_Task statement_:
Find every line in the records below that contains the word "parking", and copy each of those lines. Case counts.

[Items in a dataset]
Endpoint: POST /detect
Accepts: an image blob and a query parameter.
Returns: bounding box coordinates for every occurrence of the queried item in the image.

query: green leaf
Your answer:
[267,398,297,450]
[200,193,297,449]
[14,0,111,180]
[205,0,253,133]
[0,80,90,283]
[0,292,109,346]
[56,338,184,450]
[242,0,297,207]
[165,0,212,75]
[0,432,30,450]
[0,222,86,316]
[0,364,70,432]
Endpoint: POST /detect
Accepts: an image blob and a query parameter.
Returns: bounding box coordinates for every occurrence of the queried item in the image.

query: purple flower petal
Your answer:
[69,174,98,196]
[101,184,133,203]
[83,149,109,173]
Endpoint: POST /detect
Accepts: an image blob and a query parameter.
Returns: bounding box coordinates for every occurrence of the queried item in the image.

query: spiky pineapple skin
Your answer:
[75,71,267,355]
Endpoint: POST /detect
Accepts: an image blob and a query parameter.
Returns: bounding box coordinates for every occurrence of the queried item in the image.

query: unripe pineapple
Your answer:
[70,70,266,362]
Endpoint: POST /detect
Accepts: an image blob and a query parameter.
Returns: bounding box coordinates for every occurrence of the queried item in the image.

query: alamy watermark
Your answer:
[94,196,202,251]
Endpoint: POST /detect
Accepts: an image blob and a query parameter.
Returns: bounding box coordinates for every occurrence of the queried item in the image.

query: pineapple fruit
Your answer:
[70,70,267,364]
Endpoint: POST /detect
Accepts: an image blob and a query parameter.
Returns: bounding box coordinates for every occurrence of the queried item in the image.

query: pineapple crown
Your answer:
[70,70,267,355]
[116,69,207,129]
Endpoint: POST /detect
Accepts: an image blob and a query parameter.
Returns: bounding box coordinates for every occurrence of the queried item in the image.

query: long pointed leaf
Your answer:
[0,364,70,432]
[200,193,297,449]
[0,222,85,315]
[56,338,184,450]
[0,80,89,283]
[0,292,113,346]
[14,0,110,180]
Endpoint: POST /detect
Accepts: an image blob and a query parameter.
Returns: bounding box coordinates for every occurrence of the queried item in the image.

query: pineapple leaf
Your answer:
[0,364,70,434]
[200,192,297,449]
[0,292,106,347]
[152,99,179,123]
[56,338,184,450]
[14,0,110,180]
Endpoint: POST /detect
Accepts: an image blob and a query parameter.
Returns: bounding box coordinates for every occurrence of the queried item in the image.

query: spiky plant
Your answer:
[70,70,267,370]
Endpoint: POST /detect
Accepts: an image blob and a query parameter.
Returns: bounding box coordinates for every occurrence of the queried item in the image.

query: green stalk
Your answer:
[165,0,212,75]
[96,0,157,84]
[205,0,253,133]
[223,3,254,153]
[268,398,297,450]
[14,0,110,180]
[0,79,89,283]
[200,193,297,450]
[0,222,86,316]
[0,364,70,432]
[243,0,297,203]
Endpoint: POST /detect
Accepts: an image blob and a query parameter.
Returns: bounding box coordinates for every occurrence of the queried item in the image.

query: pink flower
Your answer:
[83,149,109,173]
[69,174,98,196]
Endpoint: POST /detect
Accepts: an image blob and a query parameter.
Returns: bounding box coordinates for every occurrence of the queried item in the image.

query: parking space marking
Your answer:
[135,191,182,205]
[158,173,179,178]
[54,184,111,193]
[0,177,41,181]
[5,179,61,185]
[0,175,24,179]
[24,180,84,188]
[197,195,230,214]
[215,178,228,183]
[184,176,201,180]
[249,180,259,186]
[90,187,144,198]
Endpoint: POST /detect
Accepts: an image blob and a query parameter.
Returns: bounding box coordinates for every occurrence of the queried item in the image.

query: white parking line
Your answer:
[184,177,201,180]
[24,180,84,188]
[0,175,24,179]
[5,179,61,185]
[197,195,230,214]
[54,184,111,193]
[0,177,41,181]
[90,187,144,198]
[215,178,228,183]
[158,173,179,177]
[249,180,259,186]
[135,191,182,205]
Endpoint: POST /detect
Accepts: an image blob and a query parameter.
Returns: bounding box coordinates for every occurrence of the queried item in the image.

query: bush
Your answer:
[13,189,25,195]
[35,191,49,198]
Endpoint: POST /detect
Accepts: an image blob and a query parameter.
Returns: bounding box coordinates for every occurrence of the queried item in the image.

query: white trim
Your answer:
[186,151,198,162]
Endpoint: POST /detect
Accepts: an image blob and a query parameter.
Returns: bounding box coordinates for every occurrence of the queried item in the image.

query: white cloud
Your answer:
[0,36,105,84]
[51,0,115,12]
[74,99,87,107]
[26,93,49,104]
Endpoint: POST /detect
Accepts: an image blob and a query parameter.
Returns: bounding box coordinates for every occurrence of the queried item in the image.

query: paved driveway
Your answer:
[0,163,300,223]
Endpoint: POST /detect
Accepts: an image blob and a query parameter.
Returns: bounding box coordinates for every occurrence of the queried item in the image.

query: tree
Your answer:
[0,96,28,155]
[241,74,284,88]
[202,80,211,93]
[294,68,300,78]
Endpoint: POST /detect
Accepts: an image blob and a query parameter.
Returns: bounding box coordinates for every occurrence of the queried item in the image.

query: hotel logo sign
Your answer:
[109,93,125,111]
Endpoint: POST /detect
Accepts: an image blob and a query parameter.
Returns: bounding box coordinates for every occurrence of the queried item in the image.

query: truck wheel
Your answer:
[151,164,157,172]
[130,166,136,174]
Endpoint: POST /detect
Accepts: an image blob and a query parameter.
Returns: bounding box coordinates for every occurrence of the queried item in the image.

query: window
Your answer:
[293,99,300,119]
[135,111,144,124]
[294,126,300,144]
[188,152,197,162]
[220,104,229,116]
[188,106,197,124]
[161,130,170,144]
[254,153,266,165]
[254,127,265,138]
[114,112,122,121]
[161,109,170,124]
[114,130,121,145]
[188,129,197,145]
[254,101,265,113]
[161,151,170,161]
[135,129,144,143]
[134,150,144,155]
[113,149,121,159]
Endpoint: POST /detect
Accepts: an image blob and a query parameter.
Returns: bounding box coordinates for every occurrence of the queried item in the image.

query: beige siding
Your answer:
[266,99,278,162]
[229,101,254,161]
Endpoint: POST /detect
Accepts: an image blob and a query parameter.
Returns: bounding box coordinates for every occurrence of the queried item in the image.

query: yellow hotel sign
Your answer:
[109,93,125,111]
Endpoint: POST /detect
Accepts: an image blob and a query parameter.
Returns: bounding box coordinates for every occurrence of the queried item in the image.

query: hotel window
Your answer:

_Reply_:
query: parking space marking
query: white parking line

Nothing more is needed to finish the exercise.